*Task*:
Would you please copy every line from the records that contains the word "stone"?
*** Opening Record excerpts ***
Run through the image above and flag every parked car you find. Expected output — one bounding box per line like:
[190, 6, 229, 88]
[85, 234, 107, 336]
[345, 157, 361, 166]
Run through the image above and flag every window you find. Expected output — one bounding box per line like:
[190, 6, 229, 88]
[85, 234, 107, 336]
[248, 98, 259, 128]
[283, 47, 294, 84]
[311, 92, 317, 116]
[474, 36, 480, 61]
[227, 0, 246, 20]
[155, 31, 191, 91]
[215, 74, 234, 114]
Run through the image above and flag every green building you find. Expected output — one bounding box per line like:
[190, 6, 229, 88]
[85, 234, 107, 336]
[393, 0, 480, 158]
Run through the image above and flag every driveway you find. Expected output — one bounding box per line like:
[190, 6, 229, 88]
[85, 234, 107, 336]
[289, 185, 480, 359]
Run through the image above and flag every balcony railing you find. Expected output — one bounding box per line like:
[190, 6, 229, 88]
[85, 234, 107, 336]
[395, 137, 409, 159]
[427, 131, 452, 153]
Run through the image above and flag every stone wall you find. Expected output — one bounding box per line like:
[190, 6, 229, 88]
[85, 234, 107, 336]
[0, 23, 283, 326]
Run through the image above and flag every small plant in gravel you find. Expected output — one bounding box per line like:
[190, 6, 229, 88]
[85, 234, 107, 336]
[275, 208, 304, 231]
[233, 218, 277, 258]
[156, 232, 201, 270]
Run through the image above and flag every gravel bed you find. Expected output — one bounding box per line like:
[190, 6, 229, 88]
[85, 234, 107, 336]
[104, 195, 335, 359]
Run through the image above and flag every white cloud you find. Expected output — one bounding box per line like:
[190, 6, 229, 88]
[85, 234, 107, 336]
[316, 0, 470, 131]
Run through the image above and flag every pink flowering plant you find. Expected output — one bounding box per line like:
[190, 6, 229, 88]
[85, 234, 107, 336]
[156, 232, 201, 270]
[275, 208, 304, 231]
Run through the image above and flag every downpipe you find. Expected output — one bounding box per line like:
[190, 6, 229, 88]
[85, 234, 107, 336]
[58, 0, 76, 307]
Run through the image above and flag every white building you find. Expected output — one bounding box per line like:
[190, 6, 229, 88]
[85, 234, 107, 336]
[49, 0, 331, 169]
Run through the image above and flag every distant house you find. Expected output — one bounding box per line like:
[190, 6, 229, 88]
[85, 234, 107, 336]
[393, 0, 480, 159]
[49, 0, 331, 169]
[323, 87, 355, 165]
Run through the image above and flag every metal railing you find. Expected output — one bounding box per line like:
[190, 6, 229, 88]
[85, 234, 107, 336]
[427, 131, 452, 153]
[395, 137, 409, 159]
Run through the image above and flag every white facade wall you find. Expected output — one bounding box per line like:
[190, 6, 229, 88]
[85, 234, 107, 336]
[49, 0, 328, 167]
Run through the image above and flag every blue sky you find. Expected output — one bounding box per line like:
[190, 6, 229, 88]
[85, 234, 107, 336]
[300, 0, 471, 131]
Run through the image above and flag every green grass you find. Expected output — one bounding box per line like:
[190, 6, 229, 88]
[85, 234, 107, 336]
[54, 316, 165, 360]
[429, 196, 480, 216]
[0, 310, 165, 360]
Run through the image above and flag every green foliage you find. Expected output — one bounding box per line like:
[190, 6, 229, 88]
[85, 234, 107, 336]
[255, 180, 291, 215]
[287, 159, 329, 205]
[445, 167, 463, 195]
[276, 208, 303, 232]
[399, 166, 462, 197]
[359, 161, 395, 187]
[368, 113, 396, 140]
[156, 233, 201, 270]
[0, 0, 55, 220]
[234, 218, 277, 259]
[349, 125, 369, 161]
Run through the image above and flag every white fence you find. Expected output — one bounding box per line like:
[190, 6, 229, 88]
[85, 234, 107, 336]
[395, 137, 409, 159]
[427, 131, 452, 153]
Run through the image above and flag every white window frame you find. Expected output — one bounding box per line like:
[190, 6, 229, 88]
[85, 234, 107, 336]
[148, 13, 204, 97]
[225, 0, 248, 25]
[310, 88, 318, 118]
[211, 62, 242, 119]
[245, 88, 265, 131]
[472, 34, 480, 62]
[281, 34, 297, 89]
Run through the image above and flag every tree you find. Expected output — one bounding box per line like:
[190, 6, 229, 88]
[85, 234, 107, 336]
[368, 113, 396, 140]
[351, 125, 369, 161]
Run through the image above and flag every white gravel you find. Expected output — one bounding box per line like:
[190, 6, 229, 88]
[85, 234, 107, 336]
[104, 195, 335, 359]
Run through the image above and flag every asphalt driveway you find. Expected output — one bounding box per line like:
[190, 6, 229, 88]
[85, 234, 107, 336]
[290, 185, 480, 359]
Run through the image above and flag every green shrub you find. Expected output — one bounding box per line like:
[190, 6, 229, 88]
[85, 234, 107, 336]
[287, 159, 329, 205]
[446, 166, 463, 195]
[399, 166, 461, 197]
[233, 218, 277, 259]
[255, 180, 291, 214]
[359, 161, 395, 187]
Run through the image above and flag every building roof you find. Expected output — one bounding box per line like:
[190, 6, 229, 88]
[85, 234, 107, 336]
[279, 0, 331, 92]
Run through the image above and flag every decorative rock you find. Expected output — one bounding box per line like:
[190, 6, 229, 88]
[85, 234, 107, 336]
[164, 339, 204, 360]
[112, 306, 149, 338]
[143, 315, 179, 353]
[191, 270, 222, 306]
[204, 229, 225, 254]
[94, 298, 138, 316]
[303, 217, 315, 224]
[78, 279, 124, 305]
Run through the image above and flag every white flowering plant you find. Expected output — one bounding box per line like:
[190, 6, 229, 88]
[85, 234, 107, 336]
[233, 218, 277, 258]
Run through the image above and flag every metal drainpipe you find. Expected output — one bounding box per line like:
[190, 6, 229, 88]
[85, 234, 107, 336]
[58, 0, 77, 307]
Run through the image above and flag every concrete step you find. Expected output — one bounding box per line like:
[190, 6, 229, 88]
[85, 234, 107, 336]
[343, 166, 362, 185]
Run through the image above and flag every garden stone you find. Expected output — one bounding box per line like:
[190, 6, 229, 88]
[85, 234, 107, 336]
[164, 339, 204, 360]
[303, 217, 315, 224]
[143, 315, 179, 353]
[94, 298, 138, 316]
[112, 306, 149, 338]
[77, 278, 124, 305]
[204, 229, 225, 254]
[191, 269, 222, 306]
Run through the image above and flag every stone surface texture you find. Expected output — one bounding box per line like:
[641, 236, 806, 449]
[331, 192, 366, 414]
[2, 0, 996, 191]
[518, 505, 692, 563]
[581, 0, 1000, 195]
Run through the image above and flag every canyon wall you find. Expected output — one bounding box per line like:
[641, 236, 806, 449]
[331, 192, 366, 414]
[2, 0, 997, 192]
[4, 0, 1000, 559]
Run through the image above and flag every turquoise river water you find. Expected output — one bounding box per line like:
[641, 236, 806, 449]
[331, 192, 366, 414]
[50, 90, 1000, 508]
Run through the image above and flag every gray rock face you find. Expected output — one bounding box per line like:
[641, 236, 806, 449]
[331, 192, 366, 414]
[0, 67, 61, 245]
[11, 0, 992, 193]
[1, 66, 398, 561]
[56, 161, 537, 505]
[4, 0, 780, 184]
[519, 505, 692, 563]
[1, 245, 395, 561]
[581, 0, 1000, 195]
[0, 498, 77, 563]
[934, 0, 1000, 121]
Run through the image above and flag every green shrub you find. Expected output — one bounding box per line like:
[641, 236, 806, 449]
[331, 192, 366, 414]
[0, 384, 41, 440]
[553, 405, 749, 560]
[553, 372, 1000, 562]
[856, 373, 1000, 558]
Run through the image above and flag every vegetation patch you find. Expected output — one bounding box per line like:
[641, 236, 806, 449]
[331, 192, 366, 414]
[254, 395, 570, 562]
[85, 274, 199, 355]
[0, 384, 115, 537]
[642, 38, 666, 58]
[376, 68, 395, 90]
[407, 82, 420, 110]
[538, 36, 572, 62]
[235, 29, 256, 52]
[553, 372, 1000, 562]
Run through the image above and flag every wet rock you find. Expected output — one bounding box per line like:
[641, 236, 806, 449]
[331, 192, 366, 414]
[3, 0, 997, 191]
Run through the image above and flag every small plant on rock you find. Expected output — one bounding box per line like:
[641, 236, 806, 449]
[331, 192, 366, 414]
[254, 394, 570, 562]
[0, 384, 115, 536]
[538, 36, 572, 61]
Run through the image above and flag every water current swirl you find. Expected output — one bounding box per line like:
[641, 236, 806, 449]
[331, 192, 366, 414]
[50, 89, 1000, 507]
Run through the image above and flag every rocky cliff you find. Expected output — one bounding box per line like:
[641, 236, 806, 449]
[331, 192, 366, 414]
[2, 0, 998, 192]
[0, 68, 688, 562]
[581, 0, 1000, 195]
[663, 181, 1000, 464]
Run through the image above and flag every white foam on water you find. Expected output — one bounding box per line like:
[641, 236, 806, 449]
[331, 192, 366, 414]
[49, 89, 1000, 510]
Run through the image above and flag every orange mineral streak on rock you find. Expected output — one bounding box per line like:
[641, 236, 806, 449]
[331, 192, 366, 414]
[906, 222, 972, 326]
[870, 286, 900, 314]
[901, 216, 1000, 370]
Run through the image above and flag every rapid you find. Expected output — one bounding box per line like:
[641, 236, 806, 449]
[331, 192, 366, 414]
*** Closing Record excerpts ***
*Result of this exercise*:
Run through the image above and flag every stone wall you find. Expected output — one bounding box per line like:
Run through the image above and flag every garden stone you find. Expected output — one bounding box per line like:
Run through the image above and flag every stone surface texture you find. Expected output — one bounding box per line like:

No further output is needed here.